■ **WORK TO BE COMPLETED**
Find every line in the items below that contains the word "cloud" and copy each one.

— BEGIN RECORDS SHOWN —

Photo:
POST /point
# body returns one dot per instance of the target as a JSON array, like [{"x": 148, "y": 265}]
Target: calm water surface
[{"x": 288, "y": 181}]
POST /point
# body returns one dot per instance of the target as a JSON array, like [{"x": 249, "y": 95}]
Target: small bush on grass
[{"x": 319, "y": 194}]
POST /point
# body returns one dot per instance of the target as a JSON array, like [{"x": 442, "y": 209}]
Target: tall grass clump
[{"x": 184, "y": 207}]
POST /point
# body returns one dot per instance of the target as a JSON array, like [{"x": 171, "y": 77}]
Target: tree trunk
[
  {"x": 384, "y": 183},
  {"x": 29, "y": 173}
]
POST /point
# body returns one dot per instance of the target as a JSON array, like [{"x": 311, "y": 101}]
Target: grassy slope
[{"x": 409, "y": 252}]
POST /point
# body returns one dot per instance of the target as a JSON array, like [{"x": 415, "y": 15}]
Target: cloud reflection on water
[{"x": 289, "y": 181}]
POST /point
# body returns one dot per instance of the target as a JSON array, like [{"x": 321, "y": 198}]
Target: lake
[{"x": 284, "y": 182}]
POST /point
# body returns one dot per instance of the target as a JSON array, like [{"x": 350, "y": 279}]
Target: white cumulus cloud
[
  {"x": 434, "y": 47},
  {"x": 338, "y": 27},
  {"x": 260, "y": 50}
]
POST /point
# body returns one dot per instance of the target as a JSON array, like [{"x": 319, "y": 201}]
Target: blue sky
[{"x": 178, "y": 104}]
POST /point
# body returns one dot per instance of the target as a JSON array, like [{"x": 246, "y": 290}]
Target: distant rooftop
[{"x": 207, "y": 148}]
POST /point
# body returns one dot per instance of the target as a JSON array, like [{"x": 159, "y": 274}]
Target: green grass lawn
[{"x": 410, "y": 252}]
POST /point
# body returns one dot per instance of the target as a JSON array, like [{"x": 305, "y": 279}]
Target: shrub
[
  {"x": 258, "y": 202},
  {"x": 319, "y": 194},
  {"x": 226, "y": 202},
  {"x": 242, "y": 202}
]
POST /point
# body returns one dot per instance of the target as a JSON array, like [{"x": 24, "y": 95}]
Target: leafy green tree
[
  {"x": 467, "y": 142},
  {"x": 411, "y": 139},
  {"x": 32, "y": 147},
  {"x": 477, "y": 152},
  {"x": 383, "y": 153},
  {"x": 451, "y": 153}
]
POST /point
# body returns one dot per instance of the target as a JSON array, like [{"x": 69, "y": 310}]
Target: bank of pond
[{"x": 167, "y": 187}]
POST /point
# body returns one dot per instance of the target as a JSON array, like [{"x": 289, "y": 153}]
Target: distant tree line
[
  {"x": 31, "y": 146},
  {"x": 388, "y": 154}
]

— END RECORDS SHOWN —

■ **EXERCISE SOLUTION**
Target: cloud reflection on water
Target: white cumulus cloud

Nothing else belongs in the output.